### Excerpted text
++++++
We see comparable findings, however, when IQ is measured with robust standardization samples of African-American and European-American children. When Dickens and Flynn (2006) analyzed the results of the 2002 standardization sample for the WISC (Wechsler Intelligence Scale for Children), they found that IQ starts off high in African American children and then declines with age:

African-American WISC scores
Age -- IQ
4 --- 95.5
12 -- 90.5
15 -- 88.8
24 -- 84.5

Dickens and Flynn (2006) also note that these scores show a gain of 5-6 points over the scores of black children thirty years earlier. But the decline of their IQ with age has remained stable. This decline also shows up in the Minnesota Transracial Adoption Study —a longitudinal study of black, biracial (black/white), and white children adopted into white middle-class Minnesota families (Scarr and Weinberg, 1976; Weinberg, Scarr, and Waldman, 1992). The children’s IQs were measured at 7 years of age and again ten years later:

------------------- Age 7 Age 17
Black children –---- 97 --- 89
Biracial children – 109 --- 99
White children –-- 112 -- 106

These findings parallel those of the Eyferth study. Young biracial children have IQ scores that are close to those of young white children. Even young black children have relatively high IQ. In this age group, interventions to raise IQ are successful. But the effects seem to wash out with age.

Rushton and Jensen (2005) are aware of this age trend, but they attribute it to the declining influence of family environments, i.e., at younger ages the diversity of learning environments within and between families accounts for a larger proportion of total IQ variability. This phenomenon would tend to obscure other sources of variability, thus making any black-white difference less significant. But why would it raise the IQ scores of black children while leaving those of white children unchanged? I suppose one might argue that family environments are more conducive to learning among African Americans than among European Americans. Is there any basis for such a belief?
++++++
### Exercise data

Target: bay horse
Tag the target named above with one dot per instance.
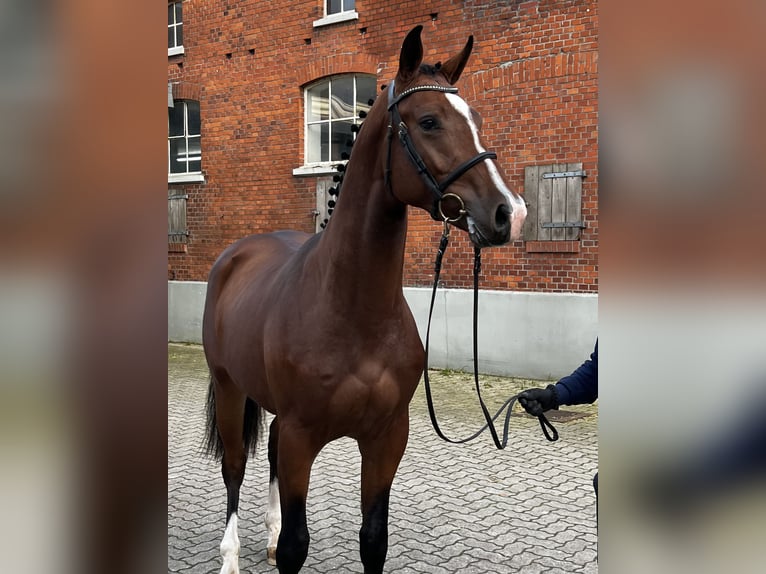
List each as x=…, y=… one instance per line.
x=315, y=328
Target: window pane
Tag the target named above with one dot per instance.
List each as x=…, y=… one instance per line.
x=317, y=102
x=192, y=110
x=195, y=154
x=176, y=119
x=178, y=155
x=342, y=139
x=317, y=144
x=342, y=98
x=365, y=91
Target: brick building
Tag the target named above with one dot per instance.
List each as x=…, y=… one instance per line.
x=252, y=149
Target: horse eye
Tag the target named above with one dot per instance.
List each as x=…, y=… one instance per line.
x=428, y=124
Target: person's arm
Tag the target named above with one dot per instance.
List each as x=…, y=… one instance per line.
x=580, y=387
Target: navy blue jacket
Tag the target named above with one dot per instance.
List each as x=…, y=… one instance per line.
x=581, y=387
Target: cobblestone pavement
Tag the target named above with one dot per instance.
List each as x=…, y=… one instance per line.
x=454, y=508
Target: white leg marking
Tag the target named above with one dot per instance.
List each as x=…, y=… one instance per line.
x=273, y=522
x=230, y=547
x=516, y=203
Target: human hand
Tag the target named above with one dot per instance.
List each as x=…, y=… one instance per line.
x=537, y=401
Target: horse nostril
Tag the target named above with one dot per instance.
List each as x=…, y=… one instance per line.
x=502, y=216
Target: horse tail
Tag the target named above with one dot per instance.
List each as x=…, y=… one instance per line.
x=252, y=427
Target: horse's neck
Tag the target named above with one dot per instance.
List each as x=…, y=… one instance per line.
x=362, y=248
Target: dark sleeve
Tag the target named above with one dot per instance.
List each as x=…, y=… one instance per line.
x=581, y=387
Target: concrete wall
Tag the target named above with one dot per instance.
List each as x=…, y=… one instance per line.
x=533, y=335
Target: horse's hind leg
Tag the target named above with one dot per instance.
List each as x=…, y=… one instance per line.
x=273, y=518
x=380, y=459
x=235, y=420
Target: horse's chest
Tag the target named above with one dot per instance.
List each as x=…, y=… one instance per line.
x=371, y=395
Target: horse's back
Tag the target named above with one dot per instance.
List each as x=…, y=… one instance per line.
x=241, y=276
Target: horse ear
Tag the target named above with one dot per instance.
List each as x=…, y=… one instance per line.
x=411, y=56
x=453, y=67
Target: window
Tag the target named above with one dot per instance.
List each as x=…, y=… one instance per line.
x=177, y=230
x=553, y=194
x=184, y=149
x=337, y=11
x=332, y=108
x=338, y=6
x=175, y=29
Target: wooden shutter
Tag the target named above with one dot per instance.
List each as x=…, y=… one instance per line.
x=177, y=231
x=554, y=202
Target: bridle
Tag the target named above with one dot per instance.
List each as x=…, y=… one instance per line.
x=437, y=212
x=404, y=137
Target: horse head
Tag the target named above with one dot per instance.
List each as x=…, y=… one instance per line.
x=441, y=165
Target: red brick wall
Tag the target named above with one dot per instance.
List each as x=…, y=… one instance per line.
x=533, y=76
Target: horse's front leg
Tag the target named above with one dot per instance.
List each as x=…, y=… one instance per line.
x=296, y=450
x=380, y=459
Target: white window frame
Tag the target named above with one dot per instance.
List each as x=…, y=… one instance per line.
x=178, y=48
x=329, y=166
x=336, y=17
x=188, y=176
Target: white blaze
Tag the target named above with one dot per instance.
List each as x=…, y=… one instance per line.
x=273, y=520
x=230, y=547
x=516, y=203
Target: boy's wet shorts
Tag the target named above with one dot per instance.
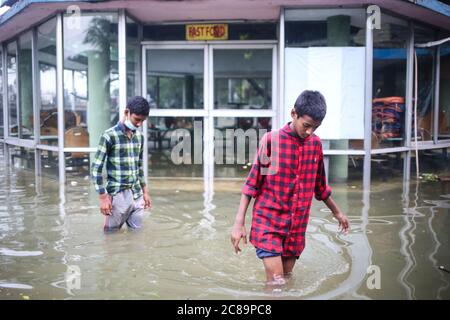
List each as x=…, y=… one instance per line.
x=125, y=209
x=266, y=254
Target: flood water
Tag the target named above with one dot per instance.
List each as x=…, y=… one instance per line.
x=56, y=249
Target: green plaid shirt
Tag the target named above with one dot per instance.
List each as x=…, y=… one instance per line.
x=123, y=158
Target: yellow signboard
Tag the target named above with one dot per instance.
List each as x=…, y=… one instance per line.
x=206, y=32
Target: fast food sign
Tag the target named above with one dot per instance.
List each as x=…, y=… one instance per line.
x=206, y=32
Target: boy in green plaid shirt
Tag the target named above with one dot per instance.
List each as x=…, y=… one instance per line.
x=125, y=196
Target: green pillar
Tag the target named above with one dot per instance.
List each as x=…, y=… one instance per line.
x=338, y=35
x=99, y=104
x=26, y=89
x=189, y=91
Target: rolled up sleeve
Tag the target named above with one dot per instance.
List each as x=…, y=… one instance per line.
x=255, y=178
x=321, y=190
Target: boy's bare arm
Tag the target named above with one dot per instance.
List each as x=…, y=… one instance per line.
x=239, y=231
x=344, y=225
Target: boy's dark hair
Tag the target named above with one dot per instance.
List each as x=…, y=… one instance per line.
x=311, y=103
x=138, y=105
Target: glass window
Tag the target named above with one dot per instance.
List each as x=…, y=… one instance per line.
x=46, y=51
x=49, y=163
x=11, y=67
x=387, y=167
x=175, y=147
x=389, y=82
x=444, y=93
x=425, y=86
x=325, y=27
x=21, y=158
x=91, y=82
x=243, y=79
x=235, y=144
x=1, y=96
x=25, y=87
x=175, y=78
x=133, y=59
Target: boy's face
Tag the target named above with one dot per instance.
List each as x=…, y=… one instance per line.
x=136, y=119
x=304, y=126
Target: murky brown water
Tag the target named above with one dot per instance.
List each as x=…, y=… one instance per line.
x=184, y=251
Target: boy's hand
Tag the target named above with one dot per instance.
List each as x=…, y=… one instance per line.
x=105, y=204
x=237, y=233
x=147, y=201
x=344, y=225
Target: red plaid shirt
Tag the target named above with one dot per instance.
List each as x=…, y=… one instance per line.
x=285, y=175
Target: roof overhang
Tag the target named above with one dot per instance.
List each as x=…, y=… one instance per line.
x=26, y=13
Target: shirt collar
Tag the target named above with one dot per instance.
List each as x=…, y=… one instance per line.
x=121, y=127
x=287, y=129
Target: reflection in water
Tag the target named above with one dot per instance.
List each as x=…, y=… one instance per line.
x=184, y=251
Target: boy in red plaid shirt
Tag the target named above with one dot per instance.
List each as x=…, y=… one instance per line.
x=287, y=172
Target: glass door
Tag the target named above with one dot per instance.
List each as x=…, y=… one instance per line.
x=209, y=106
++++++
### Work order 1
In the text on IQ and age, how many points higher were the 2002 WISC scores of African-American children than those of black children thirty years earlier?
### Work order 2
Write a continuation of the text on IQ and age, picking up after its final sentence.

### Response area 1
They were 5 to 6 points higher.

### Response area 2
In saying that this age decline is real, I’m not excluding an innate causation. Indeed, a socially induced causation seems less consistent with the data. It would have to affect even biracial children conceived by white mothers and raised by white parents in an overwhelmingly white cultural environment.

Among humans in general, intellectual capacity seems to decline with age. Indeed, there are statements in the literature that IQ declines from one’s twenties onwards (presumably among European Americans). Is this decline due to natural aging processes? Or is it prewired into the human organism?

Perhaps the ability to acquire new information becomes less useful with age and perhaps this was even truer in ancestral humans. What we call ‘intelligence’ may have originally been an infant trait that humans lost as they grew up. With the expansion of our cultural environment, natural selection would have progressively extended this infant trait into older age groups, and more so in some populations than in others.

By way of analogy, lactose tolerance was originally an infant trait and is still so in most human populations. It has become an adult trait in those populations that have long practiced dairy farming and adult consumption of milk.

References

Dickens, W.T., and J.R. Flynn. (2006). Black Americans reduce the racial IQ gap. Evidence from standardization samples. Psychological Science, 17, 913-920.

Eyferth, K. (1961). Leistungen verscheidener Gruppen von Besatzungskindern in Hamburg-Wechsler Intelligenztest für Kinder (HAWIK). Archiv für die gesamte Psychologie, 113, 222-241.

Moore, E.G.J. (1986). Family socialization and the IQ test performance of traditionally and transracially adopted Black children. Developmental Psychology, 22, 317-326.

Rushton, P. and A.R. Jensen. (2005). Thirty years of research on race differences in cognitive ability. Psychology, Public Policy, and Law, 11, 235-294.

Scarr, S., and Weinberg, R.A. (1976). IQ test performance of Black children adopted by White families, American Psychologist, 31, 726-739.

Weinberg, R.A., Scar, S., and Waldman, I.D. (1992). The Minnesota Transracial Adoption Study: A follow-up of IQ test performance at adolescence. Intelligence, 16, 117-135.